DEINE AUFGABE –
Schreib aus dem Seitenauszug unten alles von „Und welches Setting“ bis hinunter zu „als das Original.“ wörtlich nieder.

SEITENAUSZUG –
Und welches Setting ließe sich z.B. nicht anpassen?
Geht nicht, gibt's nicht.
Jedoch: Eine Savage Worlds Conversion kann - je nach Setting-Vorlage - sich bisweilen DEUTLICH ANDERS im Spiel anfühlen als das Original.
Klassisches Beispiel (und direkt aus dem Hause Pinnacle!) ist Deadlands. Das Deadlands Classic Regelsystem ist fertigkeitsorientiert, detailliert und in der Regelabwicklung mindestens in Kampfszenen relativ langsam (weil so detailliert). Die neueste Auflage von Deadlands als Deadlands: Reloaded verwendet das Savage Worlds Regelsystem. Damit ist Deadlands:Reloaded "vorteils-orientiert" (Edges sind in SW wesentlich wichtiger zur Individualisierung von Charakteren als die - wenigen - Skills, in Deadlands Classic ist das eher umgekehrt), wenig detailliert und in der Regelabwicklung von Kampfszenen außerordentlich schnell.

GESPEICHERTE DATEN –
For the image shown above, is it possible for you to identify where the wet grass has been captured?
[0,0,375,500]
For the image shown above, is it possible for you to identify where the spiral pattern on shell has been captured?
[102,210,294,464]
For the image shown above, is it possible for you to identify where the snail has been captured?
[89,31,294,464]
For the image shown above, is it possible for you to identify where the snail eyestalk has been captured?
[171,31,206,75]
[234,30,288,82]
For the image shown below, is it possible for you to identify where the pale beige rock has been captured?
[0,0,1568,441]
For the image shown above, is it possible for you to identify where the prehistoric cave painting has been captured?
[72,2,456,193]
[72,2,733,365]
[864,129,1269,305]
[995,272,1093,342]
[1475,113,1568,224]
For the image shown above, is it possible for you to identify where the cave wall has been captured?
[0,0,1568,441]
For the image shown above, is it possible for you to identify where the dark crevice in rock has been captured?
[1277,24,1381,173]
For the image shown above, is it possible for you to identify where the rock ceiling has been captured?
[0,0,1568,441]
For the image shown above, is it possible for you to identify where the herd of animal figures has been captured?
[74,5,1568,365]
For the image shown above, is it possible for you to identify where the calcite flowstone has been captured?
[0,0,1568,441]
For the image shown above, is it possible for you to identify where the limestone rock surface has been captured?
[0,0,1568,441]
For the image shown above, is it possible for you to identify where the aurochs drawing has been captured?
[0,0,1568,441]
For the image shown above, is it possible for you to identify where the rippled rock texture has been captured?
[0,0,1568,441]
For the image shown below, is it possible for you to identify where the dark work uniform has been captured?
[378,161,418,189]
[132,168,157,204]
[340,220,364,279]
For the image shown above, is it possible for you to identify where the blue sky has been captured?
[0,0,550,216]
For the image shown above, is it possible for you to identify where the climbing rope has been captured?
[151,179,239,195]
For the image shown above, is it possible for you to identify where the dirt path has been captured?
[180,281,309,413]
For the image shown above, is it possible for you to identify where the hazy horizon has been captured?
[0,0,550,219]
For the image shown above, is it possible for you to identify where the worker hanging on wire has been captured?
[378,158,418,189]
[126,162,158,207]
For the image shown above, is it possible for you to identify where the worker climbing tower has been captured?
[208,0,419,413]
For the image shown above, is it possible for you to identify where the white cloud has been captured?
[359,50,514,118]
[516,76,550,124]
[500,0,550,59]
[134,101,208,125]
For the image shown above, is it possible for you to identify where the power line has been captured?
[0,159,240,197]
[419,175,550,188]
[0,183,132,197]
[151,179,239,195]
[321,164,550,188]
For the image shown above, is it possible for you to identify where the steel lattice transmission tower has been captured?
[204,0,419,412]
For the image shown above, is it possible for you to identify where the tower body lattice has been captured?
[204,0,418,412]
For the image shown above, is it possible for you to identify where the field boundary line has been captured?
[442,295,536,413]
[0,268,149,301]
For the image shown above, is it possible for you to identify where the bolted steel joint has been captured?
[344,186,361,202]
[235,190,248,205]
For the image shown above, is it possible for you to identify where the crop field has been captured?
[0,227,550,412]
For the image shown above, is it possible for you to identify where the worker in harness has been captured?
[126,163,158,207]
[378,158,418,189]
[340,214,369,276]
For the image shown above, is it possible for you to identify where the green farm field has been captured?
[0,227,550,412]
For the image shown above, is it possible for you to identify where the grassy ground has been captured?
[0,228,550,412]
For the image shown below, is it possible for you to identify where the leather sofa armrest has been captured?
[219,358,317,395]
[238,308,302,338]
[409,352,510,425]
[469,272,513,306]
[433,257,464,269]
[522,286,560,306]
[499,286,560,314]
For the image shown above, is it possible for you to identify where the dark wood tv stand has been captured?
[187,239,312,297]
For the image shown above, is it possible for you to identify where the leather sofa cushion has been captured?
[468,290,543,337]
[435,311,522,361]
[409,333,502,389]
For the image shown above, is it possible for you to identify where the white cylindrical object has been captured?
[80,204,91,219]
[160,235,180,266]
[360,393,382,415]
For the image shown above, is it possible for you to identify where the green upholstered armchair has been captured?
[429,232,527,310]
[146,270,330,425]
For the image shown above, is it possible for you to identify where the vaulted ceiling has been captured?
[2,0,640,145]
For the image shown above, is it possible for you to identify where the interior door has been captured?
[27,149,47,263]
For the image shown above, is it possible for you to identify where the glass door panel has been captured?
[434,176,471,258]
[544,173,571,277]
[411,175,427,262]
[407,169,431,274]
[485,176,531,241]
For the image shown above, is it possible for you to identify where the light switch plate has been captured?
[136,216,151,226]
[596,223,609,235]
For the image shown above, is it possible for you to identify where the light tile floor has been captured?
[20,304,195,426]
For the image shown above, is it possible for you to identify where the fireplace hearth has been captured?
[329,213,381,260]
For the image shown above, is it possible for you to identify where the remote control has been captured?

ANTWORT –
Und welches Setting ließe sich z.B. nicht anpassen?
Geht nicht, gibt's nicht.
Jedoch: Eine Savage Worlds Conversion kann - je nach Setting-Vorlage - sich bisweilen DEUTLICH ANDERS im Spiel anfühlen als das Original.